**** Working data ****

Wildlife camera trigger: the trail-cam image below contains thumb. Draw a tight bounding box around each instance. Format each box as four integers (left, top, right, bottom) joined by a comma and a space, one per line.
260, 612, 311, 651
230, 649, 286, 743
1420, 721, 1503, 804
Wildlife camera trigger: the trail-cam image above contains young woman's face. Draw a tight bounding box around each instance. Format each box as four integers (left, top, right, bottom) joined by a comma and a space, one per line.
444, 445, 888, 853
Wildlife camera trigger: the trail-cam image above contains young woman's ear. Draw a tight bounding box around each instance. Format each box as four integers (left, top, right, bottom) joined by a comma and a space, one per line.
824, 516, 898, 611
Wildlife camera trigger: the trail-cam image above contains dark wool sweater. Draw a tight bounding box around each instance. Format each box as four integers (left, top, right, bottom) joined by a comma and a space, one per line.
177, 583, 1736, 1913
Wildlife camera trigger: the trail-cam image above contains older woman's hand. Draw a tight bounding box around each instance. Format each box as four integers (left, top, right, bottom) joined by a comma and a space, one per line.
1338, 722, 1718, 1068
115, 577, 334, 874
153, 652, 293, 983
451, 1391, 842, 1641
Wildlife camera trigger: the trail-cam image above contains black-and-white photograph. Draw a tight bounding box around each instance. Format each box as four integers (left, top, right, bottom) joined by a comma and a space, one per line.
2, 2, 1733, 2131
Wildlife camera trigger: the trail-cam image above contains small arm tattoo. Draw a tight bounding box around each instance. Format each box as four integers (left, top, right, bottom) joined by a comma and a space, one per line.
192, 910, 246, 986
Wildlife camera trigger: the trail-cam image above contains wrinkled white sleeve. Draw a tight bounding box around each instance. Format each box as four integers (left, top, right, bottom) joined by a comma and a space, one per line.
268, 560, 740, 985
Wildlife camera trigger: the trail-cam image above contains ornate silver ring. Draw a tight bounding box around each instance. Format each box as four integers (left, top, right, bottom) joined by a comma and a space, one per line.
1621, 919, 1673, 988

****

> _What needs to be done_
Only the lines from the one containing "above contains wrinkled" through the end of the material belong in the answer, each restated word for word.

> _Response area_
Wildlife camera trigger: the trail-cam image above contains wrinkled white sleeve. Draw a tight bounding box around each instance. Format each box as four integers (left, top, right, bottom) joined by a comma and a space, one per line.
268, 560, 740, 985
Wildlife camera trigger: the trail-cam image above contains ornate silver ring. Draw a tight bounding box around each instance. Format each box as four integers (left, top, right, bottom) joined by a comma and a space, one per line.
1621, 919, 1673, 988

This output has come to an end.